Stated goal ->
Copy verbatim the items from the line containing "Question: Locate the foal" through the final line of the items, including both of those lines.

Bounding-box records
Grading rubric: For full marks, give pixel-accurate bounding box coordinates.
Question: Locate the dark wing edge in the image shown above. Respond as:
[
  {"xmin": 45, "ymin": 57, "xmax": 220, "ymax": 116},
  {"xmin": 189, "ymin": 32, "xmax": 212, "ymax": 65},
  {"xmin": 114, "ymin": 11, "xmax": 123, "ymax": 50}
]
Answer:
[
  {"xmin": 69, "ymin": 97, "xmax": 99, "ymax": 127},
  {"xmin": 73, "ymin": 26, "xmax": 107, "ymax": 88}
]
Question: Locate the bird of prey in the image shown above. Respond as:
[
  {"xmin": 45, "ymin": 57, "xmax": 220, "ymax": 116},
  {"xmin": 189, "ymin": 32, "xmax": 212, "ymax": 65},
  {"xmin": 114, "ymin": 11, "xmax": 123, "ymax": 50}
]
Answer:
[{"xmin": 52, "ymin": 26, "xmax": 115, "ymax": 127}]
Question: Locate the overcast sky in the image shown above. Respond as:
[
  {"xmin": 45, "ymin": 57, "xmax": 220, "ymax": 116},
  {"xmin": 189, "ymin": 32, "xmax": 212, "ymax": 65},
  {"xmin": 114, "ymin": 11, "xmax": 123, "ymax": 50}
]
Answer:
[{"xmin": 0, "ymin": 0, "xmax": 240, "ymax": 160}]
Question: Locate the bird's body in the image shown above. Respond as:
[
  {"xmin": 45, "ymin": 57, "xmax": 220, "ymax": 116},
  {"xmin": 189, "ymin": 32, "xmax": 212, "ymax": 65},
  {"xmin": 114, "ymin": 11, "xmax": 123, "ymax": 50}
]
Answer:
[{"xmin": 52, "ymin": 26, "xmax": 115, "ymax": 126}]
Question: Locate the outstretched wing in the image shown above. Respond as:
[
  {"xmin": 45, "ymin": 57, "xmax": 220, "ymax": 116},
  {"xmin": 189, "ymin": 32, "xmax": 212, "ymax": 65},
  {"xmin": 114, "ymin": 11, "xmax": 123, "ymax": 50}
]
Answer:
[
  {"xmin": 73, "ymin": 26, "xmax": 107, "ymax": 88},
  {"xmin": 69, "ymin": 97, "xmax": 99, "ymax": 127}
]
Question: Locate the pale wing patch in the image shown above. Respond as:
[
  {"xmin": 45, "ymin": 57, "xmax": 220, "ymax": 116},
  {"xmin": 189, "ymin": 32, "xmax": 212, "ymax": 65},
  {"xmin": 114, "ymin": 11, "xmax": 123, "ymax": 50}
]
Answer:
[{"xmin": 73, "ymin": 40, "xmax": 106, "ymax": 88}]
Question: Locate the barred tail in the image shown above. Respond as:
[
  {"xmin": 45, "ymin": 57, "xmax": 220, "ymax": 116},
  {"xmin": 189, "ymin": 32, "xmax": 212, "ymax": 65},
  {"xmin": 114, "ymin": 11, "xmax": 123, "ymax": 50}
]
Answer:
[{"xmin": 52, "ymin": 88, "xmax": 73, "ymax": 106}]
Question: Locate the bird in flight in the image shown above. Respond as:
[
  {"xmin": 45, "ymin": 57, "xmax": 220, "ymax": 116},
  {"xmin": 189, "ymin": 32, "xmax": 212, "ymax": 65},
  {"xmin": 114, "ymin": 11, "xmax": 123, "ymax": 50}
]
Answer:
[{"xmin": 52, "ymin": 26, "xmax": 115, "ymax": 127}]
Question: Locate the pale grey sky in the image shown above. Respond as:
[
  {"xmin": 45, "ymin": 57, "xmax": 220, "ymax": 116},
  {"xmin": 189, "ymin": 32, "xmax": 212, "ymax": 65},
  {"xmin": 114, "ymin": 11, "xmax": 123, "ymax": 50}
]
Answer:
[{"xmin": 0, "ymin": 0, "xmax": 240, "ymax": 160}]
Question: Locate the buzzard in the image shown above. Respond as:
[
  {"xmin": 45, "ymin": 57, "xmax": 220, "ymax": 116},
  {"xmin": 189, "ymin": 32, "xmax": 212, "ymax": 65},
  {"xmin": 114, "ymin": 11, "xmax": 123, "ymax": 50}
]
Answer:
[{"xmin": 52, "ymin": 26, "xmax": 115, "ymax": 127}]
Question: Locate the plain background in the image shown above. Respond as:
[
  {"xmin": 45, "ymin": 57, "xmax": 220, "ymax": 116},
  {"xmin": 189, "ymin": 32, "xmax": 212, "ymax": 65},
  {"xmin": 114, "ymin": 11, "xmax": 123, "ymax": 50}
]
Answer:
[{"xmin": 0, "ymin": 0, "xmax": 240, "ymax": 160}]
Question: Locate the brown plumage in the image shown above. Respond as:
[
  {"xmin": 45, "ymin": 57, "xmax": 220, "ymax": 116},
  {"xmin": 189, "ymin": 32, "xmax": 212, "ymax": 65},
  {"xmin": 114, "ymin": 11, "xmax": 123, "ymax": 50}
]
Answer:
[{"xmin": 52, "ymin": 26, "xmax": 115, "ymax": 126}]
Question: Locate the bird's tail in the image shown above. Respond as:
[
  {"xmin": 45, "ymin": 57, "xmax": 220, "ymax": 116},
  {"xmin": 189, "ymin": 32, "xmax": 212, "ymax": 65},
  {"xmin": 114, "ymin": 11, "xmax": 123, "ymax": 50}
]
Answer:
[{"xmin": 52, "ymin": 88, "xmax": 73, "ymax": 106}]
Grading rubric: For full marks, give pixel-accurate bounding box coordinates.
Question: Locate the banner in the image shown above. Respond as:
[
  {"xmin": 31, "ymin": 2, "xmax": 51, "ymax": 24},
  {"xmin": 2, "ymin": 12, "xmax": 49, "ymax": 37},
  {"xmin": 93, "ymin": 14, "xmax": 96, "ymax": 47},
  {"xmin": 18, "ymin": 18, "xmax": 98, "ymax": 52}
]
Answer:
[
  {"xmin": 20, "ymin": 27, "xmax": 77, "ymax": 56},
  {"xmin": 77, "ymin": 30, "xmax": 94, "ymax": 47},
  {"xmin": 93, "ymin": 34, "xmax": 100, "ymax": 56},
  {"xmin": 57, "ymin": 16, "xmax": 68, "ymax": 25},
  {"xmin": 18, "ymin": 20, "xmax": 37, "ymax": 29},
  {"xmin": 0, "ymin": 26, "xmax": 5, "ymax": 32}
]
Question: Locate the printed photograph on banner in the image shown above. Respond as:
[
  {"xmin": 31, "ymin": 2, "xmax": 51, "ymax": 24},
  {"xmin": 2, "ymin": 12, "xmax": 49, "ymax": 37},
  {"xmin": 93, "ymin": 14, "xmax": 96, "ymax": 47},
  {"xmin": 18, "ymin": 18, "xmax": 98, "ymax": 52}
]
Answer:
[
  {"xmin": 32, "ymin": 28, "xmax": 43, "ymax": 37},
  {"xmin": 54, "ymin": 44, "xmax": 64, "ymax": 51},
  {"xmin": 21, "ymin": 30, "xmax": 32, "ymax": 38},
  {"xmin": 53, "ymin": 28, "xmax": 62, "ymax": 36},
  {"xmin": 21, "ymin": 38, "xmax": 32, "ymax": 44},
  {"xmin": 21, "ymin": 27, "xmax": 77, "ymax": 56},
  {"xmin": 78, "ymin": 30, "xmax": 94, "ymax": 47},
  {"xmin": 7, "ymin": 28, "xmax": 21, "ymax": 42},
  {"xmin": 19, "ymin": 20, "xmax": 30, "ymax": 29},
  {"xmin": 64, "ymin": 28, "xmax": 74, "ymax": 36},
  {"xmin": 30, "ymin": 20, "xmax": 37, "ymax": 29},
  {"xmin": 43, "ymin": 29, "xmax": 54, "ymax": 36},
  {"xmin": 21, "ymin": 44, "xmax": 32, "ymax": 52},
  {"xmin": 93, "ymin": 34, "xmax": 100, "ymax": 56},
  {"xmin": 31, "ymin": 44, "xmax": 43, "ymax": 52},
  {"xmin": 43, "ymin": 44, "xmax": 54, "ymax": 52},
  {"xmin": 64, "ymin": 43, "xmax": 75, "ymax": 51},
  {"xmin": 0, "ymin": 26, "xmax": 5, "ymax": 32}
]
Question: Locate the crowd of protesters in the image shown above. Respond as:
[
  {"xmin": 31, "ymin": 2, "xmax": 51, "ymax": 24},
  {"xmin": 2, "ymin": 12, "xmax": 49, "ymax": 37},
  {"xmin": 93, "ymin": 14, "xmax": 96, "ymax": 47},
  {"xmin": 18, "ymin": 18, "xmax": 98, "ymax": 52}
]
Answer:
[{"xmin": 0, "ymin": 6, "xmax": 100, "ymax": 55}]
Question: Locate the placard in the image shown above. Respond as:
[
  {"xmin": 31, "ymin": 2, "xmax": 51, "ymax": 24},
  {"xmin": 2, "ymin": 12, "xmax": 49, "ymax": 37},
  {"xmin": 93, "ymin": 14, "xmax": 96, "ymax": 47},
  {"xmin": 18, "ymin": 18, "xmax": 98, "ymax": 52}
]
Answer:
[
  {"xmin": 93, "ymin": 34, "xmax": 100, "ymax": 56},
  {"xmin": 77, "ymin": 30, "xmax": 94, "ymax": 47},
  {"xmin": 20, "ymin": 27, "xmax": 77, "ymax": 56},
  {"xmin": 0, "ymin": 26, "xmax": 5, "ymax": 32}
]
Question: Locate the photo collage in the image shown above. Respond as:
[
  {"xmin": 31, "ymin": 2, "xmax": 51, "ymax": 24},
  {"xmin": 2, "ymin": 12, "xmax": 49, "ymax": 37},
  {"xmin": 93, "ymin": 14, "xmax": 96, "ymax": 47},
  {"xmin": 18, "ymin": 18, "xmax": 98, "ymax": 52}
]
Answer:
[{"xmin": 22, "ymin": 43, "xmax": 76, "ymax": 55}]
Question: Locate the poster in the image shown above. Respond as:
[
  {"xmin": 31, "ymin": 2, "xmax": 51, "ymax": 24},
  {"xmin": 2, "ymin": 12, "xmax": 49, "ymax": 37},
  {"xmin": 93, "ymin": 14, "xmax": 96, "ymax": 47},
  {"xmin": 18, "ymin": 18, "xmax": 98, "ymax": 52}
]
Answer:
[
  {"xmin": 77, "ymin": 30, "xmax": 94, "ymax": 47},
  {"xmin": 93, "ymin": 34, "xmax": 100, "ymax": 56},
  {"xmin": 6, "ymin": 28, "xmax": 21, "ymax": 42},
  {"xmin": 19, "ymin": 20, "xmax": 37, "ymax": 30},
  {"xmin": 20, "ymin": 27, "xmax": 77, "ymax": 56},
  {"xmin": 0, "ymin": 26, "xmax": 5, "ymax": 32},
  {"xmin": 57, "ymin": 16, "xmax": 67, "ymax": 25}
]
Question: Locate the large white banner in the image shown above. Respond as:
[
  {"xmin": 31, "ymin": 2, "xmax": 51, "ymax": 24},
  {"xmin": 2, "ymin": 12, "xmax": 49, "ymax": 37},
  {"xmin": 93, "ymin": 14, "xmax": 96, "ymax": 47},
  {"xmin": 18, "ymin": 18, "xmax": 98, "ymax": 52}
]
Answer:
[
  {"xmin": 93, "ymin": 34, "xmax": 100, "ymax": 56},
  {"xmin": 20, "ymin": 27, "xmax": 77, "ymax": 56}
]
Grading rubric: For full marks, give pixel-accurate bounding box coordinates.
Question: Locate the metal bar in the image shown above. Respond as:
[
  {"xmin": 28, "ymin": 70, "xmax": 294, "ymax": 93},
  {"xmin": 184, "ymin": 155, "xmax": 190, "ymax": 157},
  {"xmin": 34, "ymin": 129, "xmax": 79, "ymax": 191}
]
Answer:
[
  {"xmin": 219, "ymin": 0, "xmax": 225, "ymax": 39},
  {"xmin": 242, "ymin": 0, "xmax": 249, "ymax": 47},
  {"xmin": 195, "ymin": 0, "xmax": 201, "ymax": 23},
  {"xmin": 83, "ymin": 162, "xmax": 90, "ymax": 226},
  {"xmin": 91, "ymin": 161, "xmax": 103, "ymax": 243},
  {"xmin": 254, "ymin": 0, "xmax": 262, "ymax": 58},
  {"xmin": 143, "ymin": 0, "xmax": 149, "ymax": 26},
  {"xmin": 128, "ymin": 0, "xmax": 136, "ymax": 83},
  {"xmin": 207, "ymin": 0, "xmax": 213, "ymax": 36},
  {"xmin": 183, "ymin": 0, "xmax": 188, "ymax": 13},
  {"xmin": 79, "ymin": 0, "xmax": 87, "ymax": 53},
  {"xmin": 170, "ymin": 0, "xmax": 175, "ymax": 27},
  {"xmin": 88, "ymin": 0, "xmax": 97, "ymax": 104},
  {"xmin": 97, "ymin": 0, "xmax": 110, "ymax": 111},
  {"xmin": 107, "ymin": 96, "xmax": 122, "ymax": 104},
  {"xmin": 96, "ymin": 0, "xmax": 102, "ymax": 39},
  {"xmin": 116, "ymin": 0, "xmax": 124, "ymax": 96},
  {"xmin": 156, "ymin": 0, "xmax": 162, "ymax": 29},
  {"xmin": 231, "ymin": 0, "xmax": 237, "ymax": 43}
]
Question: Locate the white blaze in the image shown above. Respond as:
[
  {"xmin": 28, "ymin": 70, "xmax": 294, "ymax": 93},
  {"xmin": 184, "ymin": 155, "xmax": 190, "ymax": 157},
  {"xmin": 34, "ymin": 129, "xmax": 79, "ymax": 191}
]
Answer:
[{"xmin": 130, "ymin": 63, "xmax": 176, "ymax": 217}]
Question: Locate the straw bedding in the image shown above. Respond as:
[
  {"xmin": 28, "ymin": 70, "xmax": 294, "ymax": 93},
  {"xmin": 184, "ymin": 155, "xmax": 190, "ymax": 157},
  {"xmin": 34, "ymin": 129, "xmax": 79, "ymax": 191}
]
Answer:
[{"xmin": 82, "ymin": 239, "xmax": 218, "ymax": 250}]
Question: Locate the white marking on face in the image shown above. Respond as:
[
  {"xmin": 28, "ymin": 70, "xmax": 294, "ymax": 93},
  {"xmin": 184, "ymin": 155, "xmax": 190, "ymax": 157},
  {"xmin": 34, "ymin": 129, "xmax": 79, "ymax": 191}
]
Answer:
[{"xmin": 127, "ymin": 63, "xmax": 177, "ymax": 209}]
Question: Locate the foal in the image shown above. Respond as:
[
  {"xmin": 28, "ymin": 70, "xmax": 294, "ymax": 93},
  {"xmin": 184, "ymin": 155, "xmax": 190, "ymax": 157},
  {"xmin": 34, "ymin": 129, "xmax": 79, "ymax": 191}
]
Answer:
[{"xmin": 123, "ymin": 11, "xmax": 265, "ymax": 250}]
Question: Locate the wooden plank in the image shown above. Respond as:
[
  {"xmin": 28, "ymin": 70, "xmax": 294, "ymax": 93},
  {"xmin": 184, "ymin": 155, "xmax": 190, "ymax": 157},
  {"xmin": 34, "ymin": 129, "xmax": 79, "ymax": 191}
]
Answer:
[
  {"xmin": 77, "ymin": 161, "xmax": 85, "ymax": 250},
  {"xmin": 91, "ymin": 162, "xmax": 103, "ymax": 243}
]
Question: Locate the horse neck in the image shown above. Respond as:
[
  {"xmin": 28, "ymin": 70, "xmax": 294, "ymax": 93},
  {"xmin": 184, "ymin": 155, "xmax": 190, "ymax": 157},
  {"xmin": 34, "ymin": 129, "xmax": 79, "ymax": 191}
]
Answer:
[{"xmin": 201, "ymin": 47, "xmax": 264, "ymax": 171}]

Result for this task ->
Question: Locate the foal in the image shown above. Respond as:
[
  {"xmin": 28, "ymin": 70, "xmax": 294, "ymax": 93},
  {"xmin": 184, "ymin": 155, "xmax": 190, "ymax": 157},
  {"xmin": 34, "ymin": 129, "xmax": 79, "ymax": 191}
]
Answer:
[{"xmin": 123, "ymin": 11, "xmax": 265, "ymax": 250}]
Question: Locate the wooden plank in the image shown above. Respond as:
[
  {"xmin": 28, "ymin": 70, "xmax": 294, "ymax": 93},
  {"xmin": 184, "ymin": 155, "xmax": 190, "ymax": 157},
  {"xmin": 34, "ymin": 129, "xmax": 79, "ymax": 191}
]
Answer:
[
  {"xmin": 77, "ymin": 161, "xmax": 85, "ymax": 250},
  {"xmin": 91, "ymin": 162, "xmax": 103, "ymax": 243}
]
Question: Locate the horse neck in the image shown above. Respond as:
[
  {"xmin": 28, "ymin": 70, "xmax": 294, "ymax": 93},
  {"xmin": 184, "ymin": 155, "xmax": 190, "ymax": 157},
  {"xmin": 34, "ymin": 129, "xmax": 79, "ymax": 191}
]
Answer:
[{"xmin": 201, "ymin": 47, "xmax": 264, "ymax": 171}]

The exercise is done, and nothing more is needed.